— Start Data extract —

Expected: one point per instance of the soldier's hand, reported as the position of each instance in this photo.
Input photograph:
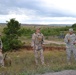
(74, 43)
(68, 40)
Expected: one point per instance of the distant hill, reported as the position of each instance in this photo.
(42, 24)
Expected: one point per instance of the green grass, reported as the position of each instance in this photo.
(23, 63)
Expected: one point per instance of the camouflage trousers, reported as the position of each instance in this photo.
(39, 54)
(69, 51)
(1, 60)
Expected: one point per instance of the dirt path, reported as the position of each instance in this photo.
(66, 72)
(54, 42)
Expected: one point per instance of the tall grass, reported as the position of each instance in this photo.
(23, 63)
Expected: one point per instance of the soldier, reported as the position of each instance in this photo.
(70, 40)
(1, 55)
(37, 44)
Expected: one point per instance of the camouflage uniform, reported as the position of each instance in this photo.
(37, 41)
(1, 55)
(70, 46)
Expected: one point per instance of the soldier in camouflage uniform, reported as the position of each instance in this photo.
(1, 55)
(70, 40)
(37, 44)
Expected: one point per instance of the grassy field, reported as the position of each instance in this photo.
(23, 63)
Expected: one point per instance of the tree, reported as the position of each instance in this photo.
(74, 25)
(11, 34)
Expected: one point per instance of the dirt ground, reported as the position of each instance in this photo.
(66, 72)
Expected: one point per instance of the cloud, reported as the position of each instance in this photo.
(38, 11)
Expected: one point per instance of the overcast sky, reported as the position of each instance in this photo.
(39, 11)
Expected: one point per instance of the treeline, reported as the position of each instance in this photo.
(47, 31)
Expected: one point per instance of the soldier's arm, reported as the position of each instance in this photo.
(33, 40)
(66, 39)
(1, 44)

— End Data extract —

Task objective - Copy every line of the records above word for word, leaving the pictures out of your answer.

Output for this exercise -
Expected: one point per instance of the soldier's hand, reported as the position of each instance in this photo.
Input photograph:
(74, 43)
(68, 40)
Expected: one point per instance of the distant hill, reported as the position of each instance in this photo.
(42, 24)
Expected: one point per instance of the green grass, reported as the position of each instance in this photo.
(23, 63)
Expected: one point per instance of the camouflage trousers, reported as the position of each instance in this photo.
(39, 54)
(69, 51)
(1, 60)
Expected: one point per instance of the dirt path, reported as the position of each instance in this photo.
(66, 72)
(54, 42)
Expected: one point per instance of the tall grass, reported as the position of each instance in this photo.
(23, 63)
Expected: one point per instance of the soldier, reported as the position of each instance in this photo.
(70, 40)
(1, 55)
(37, 44)
Expected: one point per instance of the camouflage uniform, reported as the position of each instance in this photo.
(37, 41)
(1, 55)
(70, 46)
Expected: one point per instance of the soldier in camouflage uniform, reported as the position of each instance in this photo.
(1, 55)
(70, 40)
(37, 44)
Expected: one point per instance of the grassy field, reported as the position of each instance in this photo.
(23, 63)
Expected: one point per instance of the tree, reported as the position of each instance in this photo.
(74, 25)
(11, 34)
Expected: one point per instance of the dirt ground, reported as the position of each instance in this photo.
(66, 72)
Expected: one point per instance of the cloud, reported as the position of each instance in this photo.
(38, 11)
Expected: one point per instance of the overcast sky, reported as the position of each instance in this photo.
(39, 11)
Expected: one point per instance of the treeline, reported as the position of each instance in this photo.
(47, 31)
Expected: one point per instance of the soldier's arm, reported as the position of each instance in this photo.
(33, 40)
(66, 39)
(1, 44)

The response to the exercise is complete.